__TEXT__:
+---+

What Is Time Complexity? The Concept Every Interview Tests

Find the number 7 in a sorted list of a million numbers.

Option one: start at index 0 and check each one. Option two: jump to the middle, decide whether 7 is in the left half or right half, and repeat. Both work. One takes up to a million steps. The other takes at most twenty.

That gap, a million versus twenty, is what time complexity measures. And it is also exactly why your interviewer's eyes light up when you mention it.

Your Code Has Two Costs

Every algorithm costs you something. Time is one. Memory is the other.

Time complexity answers a specific question: as input grows, how does runtime grow? Not "does this run in 0.4 seconds on my laptop", but "if I double the input, does runtime double, square, or barely change?"

The answer doesn't depend on your CPU, your language, or whether your laptop fan sounds like a hairdryer. It's a mathematical property of the algorithm. Two engineers on completely different hardware get the same complexity class for the same algorithm.

That portability is the whole point.

Big-O Is Just a Name for Growth Rate

Time complexity is almost always expressed in Big-O notation. You'll see O(n), O(log n), O(n²), and so on.

The "O" stands for "order of," and the expression inside describes how the algorithm scales. The variable n almost always means "the size of your input."

+---+

__THE REQUEST__:
Resume the piece on time complexity and Big-O notation, picking up right after its last sentence.

__STORED DATA__:

+---+

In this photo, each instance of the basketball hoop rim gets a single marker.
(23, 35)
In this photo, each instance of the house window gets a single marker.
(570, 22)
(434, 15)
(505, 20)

+---+

__RESPONSE TO THIS EXERCISE__:
Big-O is deliberately approximate. It drops constants and lower-order terms. An algorithm that does 3n + 50 operations is still O(n), because as n grows into the millions, the 3 and the 50 stop mattering. You're describing the shape of the growth curve, not the exact step count.

That's why two O(n) algorithms can feel different at small n but converge at large n. The notation isn't lying. It's just zoomed way out.

For a deeper look at the formal definition, Big-O Notation covers how to analyze any loop and extract the complexity class.

Why Not Just Benchmark It?

Because benchmarks are a lie. A useful lie, but still.

Benchmarks tell you how fast something runs right now, on this machine, with this input size. They don't tell you what happens at 10x or 1000x. A quadratic algorithm can beat a linear one at n = 100. At n = 100,000 it isn't close. At n = 1,000,000 you might as well go make coffee and come back.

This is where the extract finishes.